→ **Source data**:
————

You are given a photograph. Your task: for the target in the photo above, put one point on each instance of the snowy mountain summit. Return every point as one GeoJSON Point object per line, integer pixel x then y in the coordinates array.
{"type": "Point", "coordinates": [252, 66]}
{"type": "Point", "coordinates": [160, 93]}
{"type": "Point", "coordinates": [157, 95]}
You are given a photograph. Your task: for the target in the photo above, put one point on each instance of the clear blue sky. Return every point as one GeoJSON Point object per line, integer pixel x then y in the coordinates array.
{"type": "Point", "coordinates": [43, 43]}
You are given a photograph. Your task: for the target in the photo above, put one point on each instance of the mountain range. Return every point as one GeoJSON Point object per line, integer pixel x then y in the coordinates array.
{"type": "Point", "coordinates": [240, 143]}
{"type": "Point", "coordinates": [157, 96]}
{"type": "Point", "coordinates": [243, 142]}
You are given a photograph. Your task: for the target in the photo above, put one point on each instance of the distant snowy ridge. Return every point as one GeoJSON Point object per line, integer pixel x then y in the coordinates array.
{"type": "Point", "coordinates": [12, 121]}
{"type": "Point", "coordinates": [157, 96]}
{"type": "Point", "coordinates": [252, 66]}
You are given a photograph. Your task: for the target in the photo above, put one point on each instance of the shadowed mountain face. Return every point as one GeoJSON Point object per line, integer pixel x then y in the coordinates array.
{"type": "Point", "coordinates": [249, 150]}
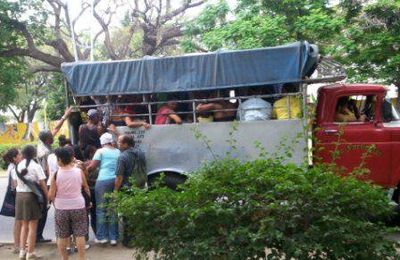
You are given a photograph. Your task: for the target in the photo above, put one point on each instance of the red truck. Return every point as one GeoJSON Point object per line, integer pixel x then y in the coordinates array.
{"type": "Point", "coordinates": [373, 139]}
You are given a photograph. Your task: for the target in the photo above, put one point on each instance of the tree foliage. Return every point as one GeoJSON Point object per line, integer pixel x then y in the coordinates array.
{"type": "Point", "coordinates": [234, 210]}
{"type": "Point", "coordinates": [43, 30]}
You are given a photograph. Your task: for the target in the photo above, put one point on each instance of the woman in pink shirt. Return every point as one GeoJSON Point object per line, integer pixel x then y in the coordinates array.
{"type": "Point", "coordinates": [66, 193]}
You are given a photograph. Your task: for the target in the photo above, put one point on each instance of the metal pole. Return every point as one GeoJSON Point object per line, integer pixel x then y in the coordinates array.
{"type": "Point", "coordinates": [92, 34]}
{"type": "Point", "coordinates": [71, 26]}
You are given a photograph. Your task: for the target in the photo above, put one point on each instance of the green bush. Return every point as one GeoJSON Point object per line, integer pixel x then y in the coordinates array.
{"type": "Point", "coordinates": [234, 210]}
{"type": "Point", "coordinates": [5, 147]}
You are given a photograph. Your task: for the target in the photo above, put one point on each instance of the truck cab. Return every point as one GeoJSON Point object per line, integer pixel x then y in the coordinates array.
{"type": "Point", "coordinates": [368, 142]}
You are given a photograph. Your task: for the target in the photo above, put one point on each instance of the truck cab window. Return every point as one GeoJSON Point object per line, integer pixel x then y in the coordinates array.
{"type": "Point", "coordinates": [355, 108]}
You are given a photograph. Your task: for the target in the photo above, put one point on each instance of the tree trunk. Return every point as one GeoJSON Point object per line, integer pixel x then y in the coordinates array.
{"type": "Point", "coordinates": [29, 125]}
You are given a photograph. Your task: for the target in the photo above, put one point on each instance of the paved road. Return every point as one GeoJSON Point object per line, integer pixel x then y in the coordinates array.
{"type": "Point", "coordinates": [6, 223]}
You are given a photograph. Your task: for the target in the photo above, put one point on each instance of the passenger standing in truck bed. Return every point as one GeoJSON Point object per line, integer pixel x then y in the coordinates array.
{"type": "Point", "coordinates": [167, 115]}
{"type": "Point", "coordinates": [89, 133]}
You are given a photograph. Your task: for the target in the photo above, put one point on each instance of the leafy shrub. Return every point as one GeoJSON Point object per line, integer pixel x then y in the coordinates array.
{"type": "Point", "coordinates": [234, 210]}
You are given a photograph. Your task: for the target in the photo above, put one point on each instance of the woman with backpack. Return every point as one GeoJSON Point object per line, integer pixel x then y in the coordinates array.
{"type": "Point", "coordinates": [66, 191]}
{"type": "Point", "coordinates": [12, 157]}
{"type": "Point", "coordinates": [30, 180]}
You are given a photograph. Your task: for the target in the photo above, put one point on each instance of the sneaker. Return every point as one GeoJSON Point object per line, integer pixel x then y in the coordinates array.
{"type": "Point", "coordinates": [22, 254]}
{"type": "Point", "coordinates": [32, 256]}
{"type": "Point", "coordinates": [69, 250]}
{"type": "Point", "coordinates": [101, 241]}
{"type": "Point", "coordinates": [42, 240]}
{"type": "Point", "coordinates": [87, 246]}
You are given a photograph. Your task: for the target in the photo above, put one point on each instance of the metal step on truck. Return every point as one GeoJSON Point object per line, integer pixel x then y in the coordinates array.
{"type": "Point", "coordinates": [235, 102]}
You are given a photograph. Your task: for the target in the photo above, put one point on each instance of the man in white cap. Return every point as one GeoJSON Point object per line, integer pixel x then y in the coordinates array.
{"type": "Point", "coordinates": [106, 159]}
{"type": "Point", "coordinates": [89, 133]}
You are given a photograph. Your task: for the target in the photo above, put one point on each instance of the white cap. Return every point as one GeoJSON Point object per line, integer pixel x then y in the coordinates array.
{"type": "Point", "coordinates": [106, 138]}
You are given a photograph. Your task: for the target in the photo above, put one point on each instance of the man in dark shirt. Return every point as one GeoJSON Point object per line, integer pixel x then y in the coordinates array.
{"type": "Point", "coordinates": [128, 161]}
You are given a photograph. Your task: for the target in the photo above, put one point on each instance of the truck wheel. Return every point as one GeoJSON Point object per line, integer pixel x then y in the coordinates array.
{"type": "Point", "coordinates": [171, 180]}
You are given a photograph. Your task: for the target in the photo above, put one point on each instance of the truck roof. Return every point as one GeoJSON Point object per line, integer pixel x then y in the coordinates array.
{"type": "Point", "coordinates": [290, 63]}
{"type": "Point", "coordinates": [352, 88]}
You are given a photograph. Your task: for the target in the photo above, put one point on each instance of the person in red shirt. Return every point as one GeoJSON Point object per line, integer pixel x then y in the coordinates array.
{"type": "Point", "coordinates": [167, 115]}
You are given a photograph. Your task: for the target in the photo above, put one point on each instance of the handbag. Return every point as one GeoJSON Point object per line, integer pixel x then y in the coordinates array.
{"type": "Point", "coordinates": [8, 208]}
{"type": "Point", "coordinates": [36, 190]}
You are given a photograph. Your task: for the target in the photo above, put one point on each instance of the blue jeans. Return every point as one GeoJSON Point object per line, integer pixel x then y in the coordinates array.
{"type": "Point", "coordinates": [106, 218]}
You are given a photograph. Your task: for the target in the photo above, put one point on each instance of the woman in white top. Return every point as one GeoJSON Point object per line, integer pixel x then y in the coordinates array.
{"type": "Point", "coordinates": [13, 157]}
{"type": "Point", "coordinates": [27, 208]}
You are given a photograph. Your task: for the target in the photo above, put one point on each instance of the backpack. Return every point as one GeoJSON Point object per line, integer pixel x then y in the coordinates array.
{"type": "Point", "coordinates": [139, 169]}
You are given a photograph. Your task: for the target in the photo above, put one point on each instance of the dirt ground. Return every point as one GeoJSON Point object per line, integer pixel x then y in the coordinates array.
{"type": "Point", "coordinates": [95, 252]}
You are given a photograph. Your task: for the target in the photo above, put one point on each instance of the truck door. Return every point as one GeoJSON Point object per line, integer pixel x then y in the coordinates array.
{"type": "Point", "coordinates": [357, 139]}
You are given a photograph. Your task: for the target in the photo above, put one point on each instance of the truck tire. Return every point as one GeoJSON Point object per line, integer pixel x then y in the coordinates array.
{"type": "Point", "coordinates": [171, 179]}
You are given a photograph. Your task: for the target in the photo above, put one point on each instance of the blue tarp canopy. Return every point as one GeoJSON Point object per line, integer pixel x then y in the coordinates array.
{"type": "Point", "coordinates": [216, 70]}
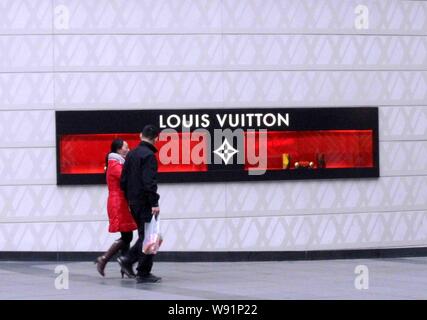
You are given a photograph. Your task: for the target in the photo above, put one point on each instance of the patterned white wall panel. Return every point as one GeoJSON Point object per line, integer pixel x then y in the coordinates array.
{"type": "Point", "coordinates": [327, 196]}
{"type": "Point", "coordinates": [249, 16]}
{"type": "Point", "coordinates": [49, 203]}
{"type": "Point", "coordinates": [316, 232]}
{"type": "Point", "coordinates": [26, 91]}
{"type": "Point", "coordinates": [323, 16]}
{"type": "Point", "coordinates": [238, 89]}
{"type": "Point", "coordinates": [136, 16]}
{"type": "Point", "coordinates": [400, 158]}
{"type": "Point", "coordinates": [330, 231]}
{"type": "Point", "coordinates": [136, 52]}
{"type": "Point", "coordinates": [321, 88]}
{"type": "Point", "coordinates": [27, 166]}
{"type": "Point", "coordinates": [237, 52]}
{"type": "Point", "coordinates": [28, 237]}
{"type": "Point", "coordinates": [27, 129]}
{"type": "Point", "coordinates": [403, 123]}
{"type": "Point", "coordinates": [317, 52]}
{"type": "Point", "coordinates": [25, 16]}
{"type": "Point", "coordinates": [26, 53]}
{"type": "Point", "coordinates": [138, 90]}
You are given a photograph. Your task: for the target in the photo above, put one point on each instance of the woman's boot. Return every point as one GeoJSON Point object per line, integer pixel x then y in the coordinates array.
{"type": "Point", "coordinates": [102, 261]}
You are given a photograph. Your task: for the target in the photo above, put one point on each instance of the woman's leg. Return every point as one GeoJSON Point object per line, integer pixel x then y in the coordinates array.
{"type": "Point", "coordinates": [126, 237]}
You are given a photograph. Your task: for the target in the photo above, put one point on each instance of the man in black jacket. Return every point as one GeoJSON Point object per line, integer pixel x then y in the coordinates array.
{"type": "Point", "coordinates": [139, 183]}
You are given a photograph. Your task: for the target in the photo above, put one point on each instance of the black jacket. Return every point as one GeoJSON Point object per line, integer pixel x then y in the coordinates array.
{"type": "Point", "coordinates": [139, 175]}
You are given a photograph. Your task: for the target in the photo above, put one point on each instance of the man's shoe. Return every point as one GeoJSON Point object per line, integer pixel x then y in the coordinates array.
{"type": "Point", "coordinates": [149, 278]}
{"type": "Point", "coordinates": [126, 267]}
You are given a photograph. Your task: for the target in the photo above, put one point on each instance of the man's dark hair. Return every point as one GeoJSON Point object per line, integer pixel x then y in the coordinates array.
{"type": "Point", "coordinates": [150, 132]}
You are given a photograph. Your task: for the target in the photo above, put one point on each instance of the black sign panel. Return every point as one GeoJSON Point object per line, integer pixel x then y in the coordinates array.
{"type": "Point", "coordinates": [228, 144]}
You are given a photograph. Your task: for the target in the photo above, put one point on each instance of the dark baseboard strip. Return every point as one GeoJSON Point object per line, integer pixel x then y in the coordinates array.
{"type": "Point", "coordinates": [219, 256]}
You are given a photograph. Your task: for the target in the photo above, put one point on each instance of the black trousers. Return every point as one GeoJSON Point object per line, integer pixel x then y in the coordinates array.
{"type": "Point", "coordinates": [141, 214]}
{"type": "Point", "coordinates": [126, 237]}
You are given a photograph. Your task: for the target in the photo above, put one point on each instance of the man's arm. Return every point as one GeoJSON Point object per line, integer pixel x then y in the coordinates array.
{"type": "Point", "coordinates": [149, 178]}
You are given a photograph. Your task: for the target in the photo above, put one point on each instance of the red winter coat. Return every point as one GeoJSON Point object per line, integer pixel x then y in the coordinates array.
{"type": "Point", "coordinates": [119, 215]}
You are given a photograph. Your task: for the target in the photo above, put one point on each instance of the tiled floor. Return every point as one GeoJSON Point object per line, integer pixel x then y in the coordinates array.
{"type": "Point", "coordinates": [403, 278]}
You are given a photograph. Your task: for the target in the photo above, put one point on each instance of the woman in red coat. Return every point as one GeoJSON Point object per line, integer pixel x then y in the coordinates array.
{"type": "Point", "coordinates": [119, 215]}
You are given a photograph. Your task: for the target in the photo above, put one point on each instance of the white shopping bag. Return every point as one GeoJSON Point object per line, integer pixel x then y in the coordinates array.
{"type": "Point", "coordinates": [152, 237]}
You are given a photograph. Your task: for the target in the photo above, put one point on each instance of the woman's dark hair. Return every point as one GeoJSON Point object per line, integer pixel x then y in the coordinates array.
{"type": "Point", "coordinates": [116, 145]}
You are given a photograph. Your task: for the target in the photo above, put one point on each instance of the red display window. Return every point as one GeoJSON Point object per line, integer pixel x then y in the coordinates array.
{"type": "Point", "coordinates": [313, 149]}
{"type": "Point", "coordinates": [86, 153]}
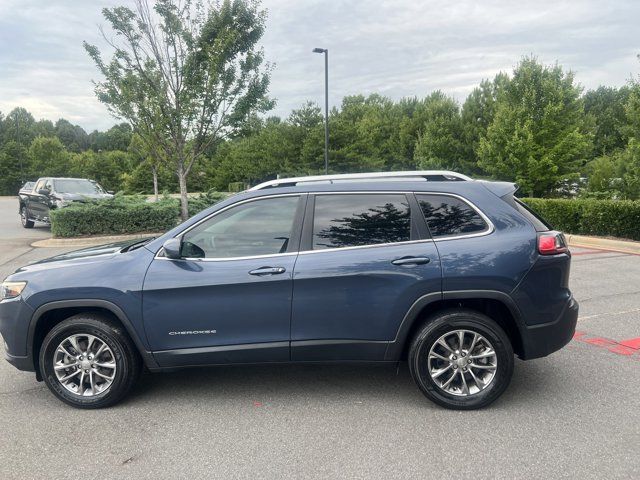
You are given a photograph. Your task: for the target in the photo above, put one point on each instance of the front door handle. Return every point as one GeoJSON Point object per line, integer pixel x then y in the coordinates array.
{"type": "Point", "coordinates": [411, 261]}
{"type": "Point", "coordinates": [268, 271]}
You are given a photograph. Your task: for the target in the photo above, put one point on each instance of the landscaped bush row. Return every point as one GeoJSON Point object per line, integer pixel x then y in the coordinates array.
{"type": "Point", "coordinates": [607, 218]}
{"type": "Point", "coordinates": [122, 215]}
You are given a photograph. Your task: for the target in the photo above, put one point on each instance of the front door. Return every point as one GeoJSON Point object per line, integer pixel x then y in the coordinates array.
{"type": "Point", "coordinates": [367, 258]}
{"type": "Point", "coordinates": [229, 299]}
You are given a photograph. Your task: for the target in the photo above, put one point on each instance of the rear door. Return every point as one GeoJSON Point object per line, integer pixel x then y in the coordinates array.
{"type": "Point", "coordinates": [365, 259]}
{"type": "Point", "coordinates": [37, 204]}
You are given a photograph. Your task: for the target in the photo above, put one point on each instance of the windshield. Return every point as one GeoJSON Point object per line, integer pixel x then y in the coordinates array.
{"type": "Point", "coordinates": [77, 186]}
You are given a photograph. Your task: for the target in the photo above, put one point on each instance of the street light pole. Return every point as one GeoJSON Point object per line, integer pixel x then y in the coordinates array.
{"type": "Point", "coordinates": [326, 106]}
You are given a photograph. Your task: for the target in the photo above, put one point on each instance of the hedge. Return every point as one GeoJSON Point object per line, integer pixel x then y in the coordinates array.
{"type": "Point", "coordinates": [607, 218]}
{"type": "Point", "coordinates": [121, 215]}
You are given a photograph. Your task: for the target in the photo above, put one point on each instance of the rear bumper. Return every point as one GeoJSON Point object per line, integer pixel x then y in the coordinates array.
{"type": "Point", "coordinates": [21, 363]}
{"type": "Point", "coordinates": [541, 340]}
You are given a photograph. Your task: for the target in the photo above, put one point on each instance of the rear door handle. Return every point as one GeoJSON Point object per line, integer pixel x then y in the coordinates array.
{"type": "Point", "coordinates": [268, 271]}
{"type": "Point", "coordinates": [411, 261]}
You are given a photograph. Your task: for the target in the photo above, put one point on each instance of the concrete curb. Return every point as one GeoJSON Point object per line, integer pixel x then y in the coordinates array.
{"type": "Point", "coordinates": [89, 241]}
{"type": "Point", "coordinates": [623, 246]}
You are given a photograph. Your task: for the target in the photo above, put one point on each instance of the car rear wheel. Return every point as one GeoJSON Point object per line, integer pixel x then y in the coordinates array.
{"type": "Point", "coordinates": [461, 359]}
{"type": "Point", "coordinates": [24, 218]}
{"type": "Point", "coordinates": [88, 361]}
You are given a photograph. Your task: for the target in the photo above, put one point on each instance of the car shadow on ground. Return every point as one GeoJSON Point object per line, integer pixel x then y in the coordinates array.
{"type": "Point", "coordinates": [341, 383]}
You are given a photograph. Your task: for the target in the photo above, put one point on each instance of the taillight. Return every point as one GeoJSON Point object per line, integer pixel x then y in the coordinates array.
{"type": "Point", "coordinates": [551, 243]}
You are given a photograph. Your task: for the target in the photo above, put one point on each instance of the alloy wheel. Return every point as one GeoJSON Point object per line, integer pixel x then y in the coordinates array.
{"type": "Point", "coordinates": [84, 365]}
{"type": "Point", "coordinates": [462, 363]}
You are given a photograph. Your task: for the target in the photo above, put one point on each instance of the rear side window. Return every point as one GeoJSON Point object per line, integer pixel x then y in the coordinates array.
{"type": "Point", "coordinates": [350, 220]}
{"type": "Point", "coordinates": [449, 216]}
{"type": "Point", "coordinates": [536, 220]}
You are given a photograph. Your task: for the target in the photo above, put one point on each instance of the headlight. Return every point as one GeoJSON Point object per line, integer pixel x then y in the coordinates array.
{"type": "Point", "coordinates": [11, 289]}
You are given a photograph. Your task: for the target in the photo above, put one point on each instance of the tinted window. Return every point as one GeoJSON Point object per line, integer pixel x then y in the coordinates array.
{"type": "Point", "coordinates": [261, 227]}
{"type": "Point", "coordinates": [536, 220]}
{"type": "Point", "coordinates": [77, 186]}
{"type": "Point", "coordinates": [361, 219]}
{"type": "Point", "coordinates": [450, 216]}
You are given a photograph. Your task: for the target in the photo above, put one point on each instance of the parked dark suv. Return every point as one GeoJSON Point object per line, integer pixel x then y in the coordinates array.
{"type": "Point", "coordinates": [451, 274]}
{"type": "Point", "coordinates": [37, 199]}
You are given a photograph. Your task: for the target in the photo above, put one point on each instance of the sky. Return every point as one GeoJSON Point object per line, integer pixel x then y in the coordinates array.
{"type": "Point", "coordinates": [396, 48]}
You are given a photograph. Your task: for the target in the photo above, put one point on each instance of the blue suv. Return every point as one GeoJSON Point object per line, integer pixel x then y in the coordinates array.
{"type": "Point", "coordinates": [451, 274]}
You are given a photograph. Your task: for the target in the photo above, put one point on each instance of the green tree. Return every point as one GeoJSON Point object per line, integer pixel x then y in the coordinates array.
{"type": "Point", "coordinates": [14, 164]}
{"type": "Point", "coordinates": [48, 157]}
{"type": "Point", "coordinates": [18, 127]}
{"type": "Point", "coordinates": [74, 138]}
{"type": "Point", "coordinates": [537, 136]}
{"type": "Point", "coordinates": [477, 113]}
{"type": "Point", "coordinates": [606, 107]}
{"type": "Point", "coordinates": [184, 74]}
{"type": "Point", "coordinates": [440, 146]}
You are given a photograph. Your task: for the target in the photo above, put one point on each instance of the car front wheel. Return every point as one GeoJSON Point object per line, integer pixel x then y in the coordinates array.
{"type": "Point", "coordinates": [461, 359]}
{"type": "Point", "coordinates": [88, 361]}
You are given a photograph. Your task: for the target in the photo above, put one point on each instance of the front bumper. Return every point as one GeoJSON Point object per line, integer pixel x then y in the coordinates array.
{"type": "Point", "coordinates": [15, 316]}
{"type": "Point", "coordinates": [541, 340]}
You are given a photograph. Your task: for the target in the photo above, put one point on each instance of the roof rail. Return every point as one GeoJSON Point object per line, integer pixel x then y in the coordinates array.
{"type": "Point", "coordinates": [428, 175]}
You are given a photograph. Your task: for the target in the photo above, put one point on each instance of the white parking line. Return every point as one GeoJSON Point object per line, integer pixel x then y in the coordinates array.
{"type": "Point", "coordinates": [609, 313]}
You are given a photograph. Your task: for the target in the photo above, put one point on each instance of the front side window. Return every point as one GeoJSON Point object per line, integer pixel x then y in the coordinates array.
{"type": "Point", "coordinates": [260, 227]}
{"type": "Point", "coordinates": [349, 220]}
{"type": "Point", "coordinates": [449, 216]}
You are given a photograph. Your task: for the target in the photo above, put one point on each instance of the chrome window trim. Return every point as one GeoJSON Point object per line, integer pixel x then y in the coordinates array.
{"type": "Point", "coordinates": [160, 253]}
{"type": "Point", "coordinates": [373, 245]}
{"type": "Point", "coordinates": [488, 231]}
{"type": "Point", "coordinates": [490, 227]}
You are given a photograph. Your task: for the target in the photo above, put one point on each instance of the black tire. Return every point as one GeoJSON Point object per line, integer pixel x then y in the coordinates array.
{"type": "Point", "coordinates": [454, 320]}
{"type": "Point", "coordinates": [127, 359]}
{"type": "Point", "coordinates": [24, 218]}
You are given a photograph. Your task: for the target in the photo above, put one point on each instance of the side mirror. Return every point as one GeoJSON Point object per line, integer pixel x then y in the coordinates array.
{"type": "Point", "coordinates": [172, 248]}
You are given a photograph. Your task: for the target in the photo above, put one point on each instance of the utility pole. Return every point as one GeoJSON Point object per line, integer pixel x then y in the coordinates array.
{"type": "Point", "coordinates": [326, 106]}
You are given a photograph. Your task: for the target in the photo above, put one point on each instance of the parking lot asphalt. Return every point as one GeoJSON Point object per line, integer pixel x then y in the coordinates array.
{"type": "Point", "coordinates": [574, 414]}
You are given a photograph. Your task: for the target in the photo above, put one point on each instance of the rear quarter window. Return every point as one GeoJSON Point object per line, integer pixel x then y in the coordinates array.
{"type": "Point", "coordinates": [449, 216]}
{"type": "Point", "coordinates": [536, 220]}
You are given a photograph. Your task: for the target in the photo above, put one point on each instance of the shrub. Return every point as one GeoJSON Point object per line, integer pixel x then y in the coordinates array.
{"type": "Point", "coordinates": [125, 214]}
{"type": "Point", "coordinates": [205, 200]}
{"type": "Point", "coordinates": [614, 218]}
{"type": "Point", "coordinates": [114, 216]}
{"type": "Point", "coordinates": [237, 186]}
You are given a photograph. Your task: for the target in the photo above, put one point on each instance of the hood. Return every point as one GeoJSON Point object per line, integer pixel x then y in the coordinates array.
{"type": "Point", "coordinates": [90, 254]}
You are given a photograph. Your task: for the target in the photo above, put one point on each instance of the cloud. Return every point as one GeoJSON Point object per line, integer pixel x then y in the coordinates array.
{"type": "Point", "coordinates": [396, 48]}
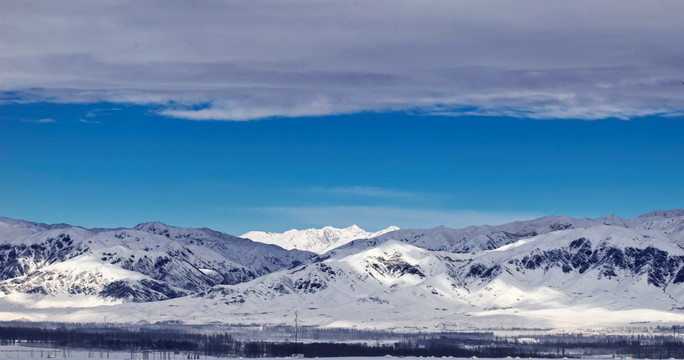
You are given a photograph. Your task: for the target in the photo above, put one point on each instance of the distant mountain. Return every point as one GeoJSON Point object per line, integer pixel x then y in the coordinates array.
{"type": "Point", "coordinates": [315, 240]}
{"type": "Point", "coordinates": [601, 274]}
{"type": "Point", "coordinates": [552, 272]}
{"type": "Point", "coordinates": [149, 262]}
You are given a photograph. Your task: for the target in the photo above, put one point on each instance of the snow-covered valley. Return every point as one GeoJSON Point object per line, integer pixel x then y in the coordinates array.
{"type": "Point", "coordinates": [553, 272]}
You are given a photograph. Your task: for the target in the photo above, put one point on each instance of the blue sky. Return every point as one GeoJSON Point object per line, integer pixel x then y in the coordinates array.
{"type": "Point", "coordinates": [112, 165]}
{"type": "Point", "coordinates": [271, 115]}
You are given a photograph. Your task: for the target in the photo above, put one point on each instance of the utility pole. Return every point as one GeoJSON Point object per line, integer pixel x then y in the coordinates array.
{"type": "Point", "coordinates": [296, 331]}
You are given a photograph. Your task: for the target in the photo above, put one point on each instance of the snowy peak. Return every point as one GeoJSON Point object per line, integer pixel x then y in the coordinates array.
{"type": "Point", "coordinates": [315, 240]}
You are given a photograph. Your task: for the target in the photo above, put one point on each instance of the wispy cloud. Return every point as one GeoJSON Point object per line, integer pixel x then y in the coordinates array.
{"type": "Point", "coordinates": [377, 217]}
{"type": "Point", "coordinates": [97, 112]}
{"type": "Point", "coordinates": [251, 60]}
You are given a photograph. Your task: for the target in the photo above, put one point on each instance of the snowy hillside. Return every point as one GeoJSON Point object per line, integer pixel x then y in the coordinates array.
{"type": "Point", "coordinates": [553, 272]}
{"type": "Point", "coordinates": [150, 262]}
{"type": "Point", "coordinates": [315, 240]}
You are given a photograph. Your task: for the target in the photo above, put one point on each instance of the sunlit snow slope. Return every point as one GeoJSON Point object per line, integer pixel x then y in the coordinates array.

————

Produce an exact repeat of the lines from the one containing "the blue sky." through the last line of the data, and nothing more.

You are given a photograph. Your task: for the target in the photo above, put one point on each instance of the blue sky. Return every point as one GeoJSON Point object per line, integer pixel x then y in the coordinates array.
{"type": "Point", "coordinates": [112, 165]}
{"type": "Point", "coordinates": [271, 115]}
You are given a photograph. Your task: for the target in the photo above, put one point on each instance of the utility pole. Return every point as one GeoJSON Point object per line, integer pixel x then y in the coordinates array.
{"type": "Point", "coordinates": [296, 331]}
You are given a photograph. Your task: for the target in the photo above, put one point on each instance of the snowy peak. Return every point as one GeoJSON Point object per line, integer pixel x then y in the coordinates array.
{"type": "Point", "coordinates": [315, 240]}
You are given a photograph. Your task: for the target in the photo above, put one point on each instance of the wispy cloud. Return every point as one GeoJSON Point object per line, integer pixel x then y in the coordinates array.
{"type": "Point", "coordinates": [377, 217]}
{"type": "Point", "coordinates": [97, 112]}
{"type": "Point", "coordinates": [251, 60]}
You are given a photograph. Your task: for the target in the photo above, put one point on each instance of the snowy hillside. Return every point as one GeoJSON Point object per line, integer pixel x then y in the coordinates array.
{"type": "Point", "coordinates": [553, 272]}
{"type": "Point", "coordinates": [150, 262]}
{"type": "Point", "coordinates": [315, 240]}
You are given a photograph. Your task: for the target in the photo above, put one point on each instance of the sunlit snow slope. Return every point as one GeoJSON Point object per line, integer pixel x then y in the coordinates array.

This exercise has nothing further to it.